▶ Texto fornecido:
==========
De acordo com relatos obtidos pela Folha, Lira teceu
um diagnóstico dos problemas na articulação política do governo num tom duro,
embora não desrespeitoso, o que incluiu a avaliação de que Lula deveria neste
momento se preocupar mais com a desarticulação política interna do que com os
problemas da política externa.
No telefonema, que ocorreu por volta das 9h, o
presidente da Câmara deu como exemplo a afirmação de que líderes partidários
aguardavam havia cinco meses para serem recebidos por ministros do governo. É
recorrente a reclamação de que deputados costumeiramente levam “chá de cadeira”
nos ministérios.
Lira disse que há uma avaliação de que o Executivo
tem desrespeitado os parlamentares e que esses e outros problemas estavam
fazendo o governo perder credibilidade na Câmara.
O presidente da Câmara afirmou a interlocutores que
fez um relato extenso justamente para que, no futuro, o petista não possa
alegar que não sabia da situação por completo. De acordo com aliados de Lula, o
presidente tem afirmado que não sabia de todos os problemas que foram listados
por Lira.
Além das emendas parlamentares não estarem sendo
liberadas, assim como as nomeações em cargos regionais, outras reclamações de
deputados são as de que ministros não estão informando sobre agendas em
estados.
Lira citou ainda na conversa com Lula que há cinco
ministérios que não estão dando andamento na liberação das verbas, entre eles
as pastas da Educação, da Saúde e da Agricultura.
Em entrevista à GloboNews na quinta-feira, o
presidente da Câmara disse que Lula foi alertado por ele nesse telefonema e que
era, naquele dia, “conhecedor de todas as dificuldades que o seu governo tem na
parte da articulação”. “Espero que tenha servido de ensinamento”, disse.
==========
▶ Dados:
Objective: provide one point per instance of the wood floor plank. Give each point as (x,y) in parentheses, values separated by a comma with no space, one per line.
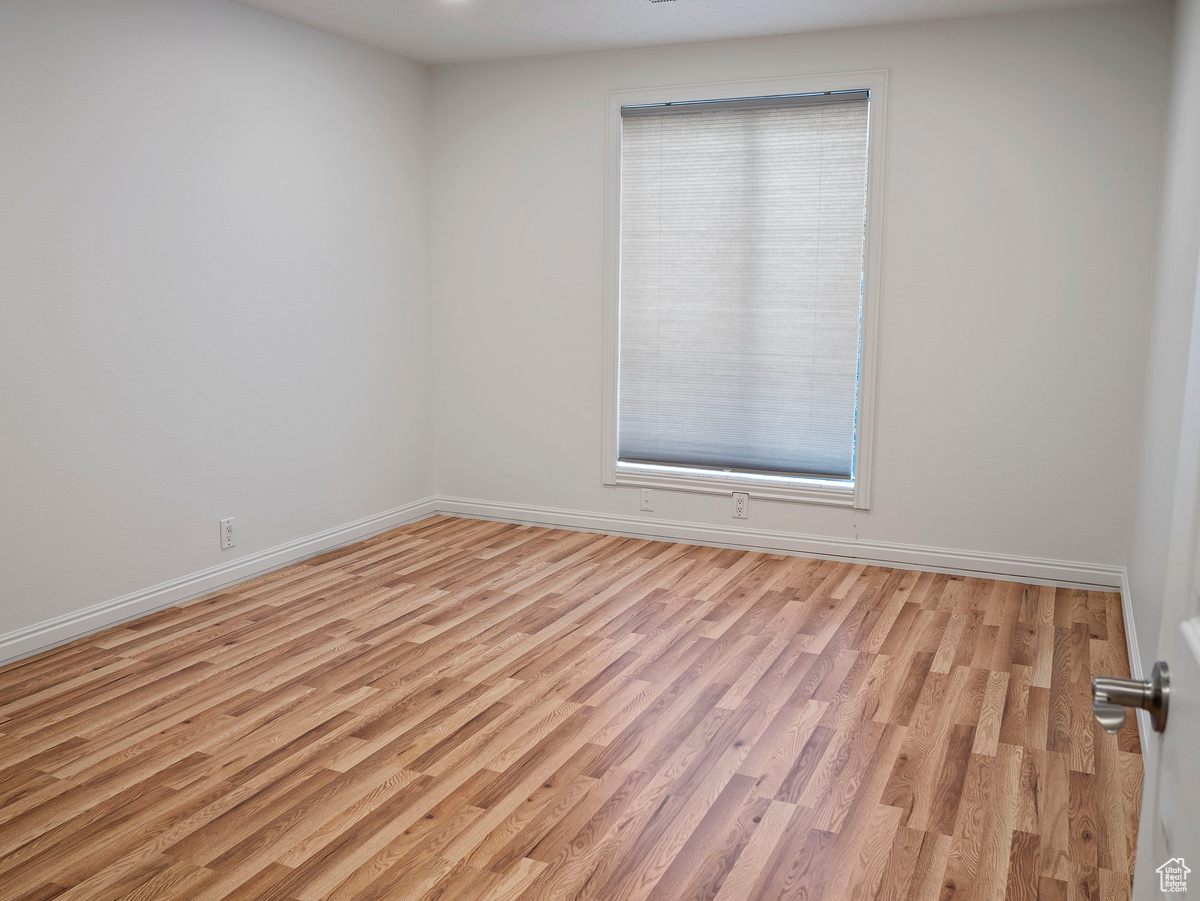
(485,712)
==========
▶ Instruções da tarefa: Copie do texto fornecido, sem mudar nada, tudo o que vai desde "O presidente da" até "e da Agricultura.".

▶ Resposta escrita:
O presidente da Câmara afirmou a interlocutores que
fez um relato extenso justamente para que, no futuro, o petista não possa
alegar que não sabia da situação por completo. De acordo com aliados de Lula, o
presidente tem afirmado que não sabia de todos os problemas que foram listados
por Lira.
Além das emendas parlamentares não estarem sendo
liberadas, assim como as nomeações em cargos regionais, outras reclamações de
deputados são as de que ministros não estão informando sobre agendas em
estados.
Lira citou ainda na conversa com Lula que há cinco
ministérios que não estão dando andamento na liberação das verbas, entre eles
as pastas da Educação, da Saúde e da Agricultura.